Instruction
List everything from the line containing "Every <instance> describes" down to the line containing "box: [8, 449, 598, 1015]" as a numbered list, including both of those lines and leaving out any blank lines.

*** Exercise material ***

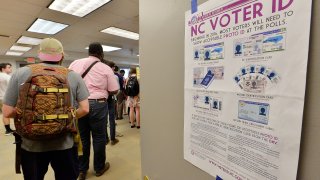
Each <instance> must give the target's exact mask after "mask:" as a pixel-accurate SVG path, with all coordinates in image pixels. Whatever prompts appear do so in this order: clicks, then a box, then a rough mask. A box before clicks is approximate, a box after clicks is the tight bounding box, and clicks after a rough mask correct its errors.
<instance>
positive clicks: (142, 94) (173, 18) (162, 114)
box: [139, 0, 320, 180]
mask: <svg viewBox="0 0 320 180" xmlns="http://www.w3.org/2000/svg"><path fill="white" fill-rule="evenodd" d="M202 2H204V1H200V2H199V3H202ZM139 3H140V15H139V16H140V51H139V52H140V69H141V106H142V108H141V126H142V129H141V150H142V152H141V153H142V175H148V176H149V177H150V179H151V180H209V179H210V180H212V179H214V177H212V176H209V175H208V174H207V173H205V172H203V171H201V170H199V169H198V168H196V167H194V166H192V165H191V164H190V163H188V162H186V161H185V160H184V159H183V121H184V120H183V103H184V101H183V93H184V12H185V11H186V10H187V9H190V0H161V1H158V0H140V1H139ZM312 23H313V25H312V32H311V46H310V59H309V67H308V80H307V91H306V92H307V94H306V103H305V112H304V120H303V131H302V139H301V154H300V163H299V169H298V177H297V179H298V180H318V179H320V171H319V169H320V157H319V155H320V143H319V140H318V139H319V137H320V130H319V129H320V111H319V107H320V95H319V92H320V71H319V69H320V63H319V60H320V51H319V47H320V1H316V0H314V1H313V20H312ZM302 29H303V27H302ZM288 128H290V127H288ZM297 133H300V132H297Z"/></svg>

*** End of Exercise material ***
*** Exercise material ***

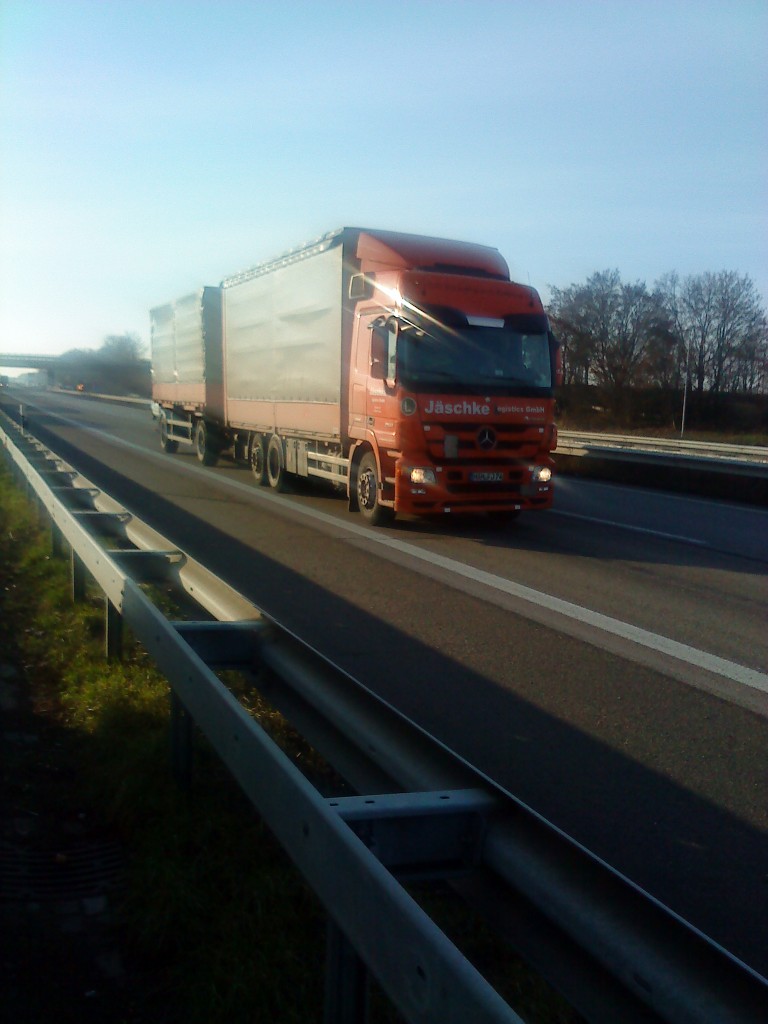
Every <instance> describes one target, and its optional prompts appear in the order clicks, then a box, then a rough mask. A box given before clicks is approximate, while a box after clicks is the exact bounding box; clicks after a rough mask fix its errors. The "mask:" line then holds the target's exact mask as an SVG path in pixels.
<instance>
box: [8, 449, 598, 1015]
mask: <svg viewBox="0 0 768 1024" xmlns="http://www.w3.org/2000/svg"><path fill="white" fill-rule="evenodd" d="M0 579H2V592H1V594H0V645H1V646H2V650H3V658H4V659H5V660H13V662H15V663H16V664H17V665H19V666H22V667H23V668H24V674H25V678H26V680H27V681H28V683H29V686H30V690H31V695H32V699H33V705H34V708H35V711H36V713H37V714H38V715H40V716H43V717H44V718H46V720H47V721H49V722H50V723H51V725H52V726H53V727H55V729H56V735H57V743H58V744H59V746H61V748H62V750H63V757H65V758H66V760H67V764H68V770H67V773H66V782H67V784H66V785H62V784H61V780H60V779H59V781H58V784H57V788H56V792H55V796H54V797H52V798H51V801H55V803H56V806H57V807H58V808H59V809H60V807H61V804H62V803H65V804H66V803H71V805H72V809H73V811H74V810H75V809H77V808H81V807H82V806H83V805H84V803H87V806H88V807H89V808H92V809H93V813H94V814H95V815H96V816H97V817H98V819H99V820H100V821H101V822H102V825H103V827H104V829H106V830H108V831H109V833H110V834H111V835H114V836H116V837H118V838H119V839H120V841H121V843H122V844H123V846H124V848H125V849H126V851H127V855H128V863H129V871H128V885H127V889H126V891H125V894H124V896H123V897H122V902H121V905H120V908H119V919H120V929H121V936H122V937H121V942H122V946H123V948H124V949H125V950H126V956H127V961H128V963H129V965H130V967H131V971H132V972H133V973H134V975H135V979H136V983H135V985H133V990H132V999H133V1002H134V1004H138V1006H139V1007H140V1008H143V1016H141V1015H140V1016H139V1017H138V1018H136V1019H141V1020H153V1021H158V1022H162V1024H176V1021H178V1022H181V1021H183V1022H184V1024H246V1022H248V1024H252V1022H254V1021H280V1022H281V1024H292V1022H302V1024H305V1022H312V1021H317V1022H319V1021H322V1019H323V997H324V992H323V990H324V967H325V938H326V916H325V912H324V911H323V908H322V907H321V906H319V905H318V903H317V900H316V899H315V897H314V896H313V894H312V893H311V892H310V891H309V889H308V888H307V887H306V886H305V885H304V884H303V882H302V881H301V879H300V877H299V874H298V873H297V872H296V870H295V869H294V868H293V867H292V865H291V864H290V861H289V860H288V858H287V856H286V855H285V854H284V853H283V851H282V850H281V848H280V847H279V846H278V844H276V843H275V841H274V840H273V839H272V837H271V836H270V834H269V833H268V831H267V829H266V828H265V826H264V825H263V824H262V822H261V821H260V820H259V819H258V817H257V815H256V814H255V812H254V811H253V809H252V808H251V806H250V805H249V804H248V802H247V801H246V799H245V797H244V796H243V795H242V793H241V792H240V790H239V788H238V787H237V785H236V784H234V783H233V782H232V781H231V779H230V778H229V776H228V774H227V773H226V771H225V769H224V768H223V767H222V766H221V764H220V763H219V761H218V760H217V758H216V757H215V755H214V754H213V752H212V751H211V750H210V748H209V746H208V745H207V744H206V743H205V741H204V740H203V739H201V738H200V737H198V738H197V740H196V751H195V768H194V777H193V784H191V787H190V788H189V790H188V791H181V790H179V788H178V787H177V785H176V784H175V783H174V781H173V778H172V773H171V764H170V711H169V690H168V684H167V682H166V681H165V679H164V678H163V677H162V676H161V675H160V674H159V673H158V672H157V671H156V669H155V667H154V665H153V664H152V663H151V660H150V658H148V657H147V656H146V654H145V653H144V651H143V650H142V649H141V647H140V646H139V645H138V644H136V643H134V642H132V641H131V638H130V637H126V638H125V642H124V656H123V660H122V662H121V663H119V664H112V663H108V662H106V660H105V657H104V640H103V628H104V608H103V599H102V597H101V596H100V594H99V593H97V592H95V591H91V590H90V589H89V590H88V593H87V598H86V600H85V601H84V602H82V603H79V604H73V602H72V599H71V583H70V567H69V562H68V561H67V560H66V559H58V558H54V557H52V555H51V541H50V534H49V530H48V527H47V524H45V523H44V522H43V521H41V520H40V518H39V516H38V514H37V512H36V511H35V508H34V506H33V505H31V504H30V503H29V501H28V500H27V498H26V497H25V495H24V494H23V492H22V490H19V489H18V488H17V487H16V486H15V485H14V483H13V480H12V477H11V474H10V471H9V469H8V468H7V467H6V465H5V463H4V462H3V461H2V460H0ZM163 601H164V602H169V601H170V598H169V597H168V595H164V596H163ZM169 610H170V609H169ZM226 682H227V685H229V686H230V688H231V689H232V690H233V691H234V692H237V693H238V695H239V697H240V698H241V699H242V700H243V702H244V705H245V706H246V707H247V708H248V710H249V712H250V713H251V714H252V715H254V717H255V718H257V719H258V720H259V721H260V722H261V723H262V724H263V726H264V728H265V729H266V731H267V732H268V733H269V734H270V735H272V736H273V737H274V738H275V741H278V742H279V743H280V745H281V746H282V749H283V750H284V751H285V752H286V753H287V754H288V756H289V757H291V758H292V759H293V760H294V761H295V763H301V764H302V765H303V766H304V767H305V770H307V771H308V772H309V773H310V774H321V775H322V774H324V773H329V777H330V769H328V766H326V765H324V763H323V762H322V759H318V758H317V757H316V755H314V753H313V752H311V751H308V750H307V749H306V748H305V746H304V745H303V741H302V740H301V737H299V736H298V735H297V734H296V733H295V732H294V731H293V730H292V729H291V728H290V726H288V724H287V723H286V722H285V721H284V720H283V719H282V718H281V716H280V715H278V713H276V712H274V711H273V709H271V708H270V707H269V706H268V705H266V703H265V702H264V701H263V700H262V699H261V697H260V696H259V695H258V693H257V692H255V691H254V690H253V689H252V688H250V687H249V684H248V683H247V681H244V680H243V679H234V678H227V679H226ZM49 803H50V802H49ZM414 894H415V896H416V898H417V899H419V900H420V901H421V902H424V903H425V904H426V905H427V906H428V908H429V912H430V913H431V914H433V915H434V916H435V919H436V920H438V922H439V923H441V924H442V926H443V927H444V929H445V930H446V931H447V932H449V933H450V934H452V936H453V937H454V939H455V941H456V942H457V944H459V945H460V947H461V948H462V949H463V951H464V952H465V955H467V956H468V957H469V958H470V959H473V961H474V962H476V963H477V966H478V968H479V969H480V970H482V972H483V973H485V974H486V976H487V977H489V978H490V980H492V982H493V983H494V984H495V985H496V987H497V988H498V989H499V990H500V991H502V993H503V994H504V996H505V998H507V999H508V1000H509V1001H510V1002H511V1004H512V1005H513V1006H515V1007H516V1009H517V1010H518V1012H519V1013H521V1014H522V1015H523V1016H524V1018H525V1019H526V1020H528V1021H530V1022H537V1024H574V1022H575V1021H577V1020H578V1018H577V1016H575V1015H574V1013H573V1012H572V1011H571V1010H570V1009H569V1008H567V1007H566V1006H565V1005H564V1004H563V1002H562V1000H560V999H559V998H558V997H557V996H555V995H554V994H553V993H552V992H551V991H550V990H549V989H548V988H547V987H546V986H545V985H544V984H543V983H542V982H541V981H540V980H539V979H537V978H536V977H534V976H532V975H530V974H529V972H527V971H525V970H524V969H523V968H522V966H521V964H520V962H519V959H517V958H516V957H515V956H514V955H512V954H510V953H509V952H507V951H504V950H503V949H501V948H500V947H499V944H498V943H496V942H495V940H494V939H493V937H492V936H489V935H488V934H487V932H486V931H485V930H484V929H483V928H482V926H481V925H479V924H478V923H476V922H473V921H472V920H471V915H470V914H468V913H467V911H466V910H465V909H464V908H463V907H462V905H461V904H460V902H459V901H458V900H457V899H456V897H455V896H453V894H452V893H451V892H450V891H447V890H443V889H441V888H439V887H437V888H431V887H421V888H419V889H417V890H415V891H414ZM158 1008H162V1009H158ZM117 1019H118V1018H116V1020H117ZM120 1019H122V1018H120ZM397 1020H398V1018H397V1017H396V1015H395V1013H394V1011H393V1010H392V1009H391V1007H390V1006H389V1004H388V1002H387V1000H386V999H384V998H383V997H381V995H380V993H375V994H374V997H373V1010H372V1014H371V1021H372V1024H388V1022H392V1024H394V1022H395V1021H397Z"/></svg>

*** End of Exercise material ***
*** Exercise material ***

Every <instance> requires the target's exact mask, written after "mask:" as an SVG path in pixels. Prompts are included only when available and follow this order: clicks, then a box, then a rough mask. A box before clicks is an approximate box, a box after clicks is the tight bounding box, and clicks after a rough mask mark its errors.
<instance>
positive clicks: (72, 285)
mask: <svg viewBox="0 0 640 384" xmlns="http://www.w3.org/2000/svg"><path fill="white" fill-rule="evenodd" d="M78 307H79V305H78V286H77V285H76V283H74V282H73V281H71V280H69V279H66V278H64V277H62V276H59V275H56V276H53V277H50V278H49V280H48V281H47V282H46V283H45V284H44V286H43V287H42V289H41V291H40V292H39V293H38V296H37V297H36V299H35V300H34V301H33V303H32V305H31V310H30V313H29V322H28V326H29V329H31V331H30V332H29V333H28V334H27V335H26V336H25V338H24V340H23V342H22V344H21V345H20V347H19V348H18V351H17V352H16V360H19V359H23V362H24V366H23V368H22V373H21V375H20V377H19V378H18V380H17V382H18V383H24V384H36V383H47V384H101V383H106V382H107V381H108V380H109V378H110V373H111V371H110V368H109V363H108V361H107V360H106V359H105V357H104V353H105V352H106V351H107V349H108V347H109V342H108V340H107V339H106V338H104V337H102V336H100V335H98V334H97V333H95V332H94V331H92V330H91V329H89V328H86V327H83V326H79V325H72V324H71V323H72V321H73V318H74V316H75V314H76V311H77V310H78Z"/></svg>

*** End of Exercise material ***

Output of the task
1. Every <instance> describes one target, and its optional prompts appear in the order clicks, then a box, then a rough mask. A box given before clicks is approximate, while a box after clicks is the exact bounding box; clicks after a rough mask fix its errors. The "mask:" line then holds the target's exact mask as an SVG path in pixels.
2. <instance>
3. box: [8, 449, 598, 1015]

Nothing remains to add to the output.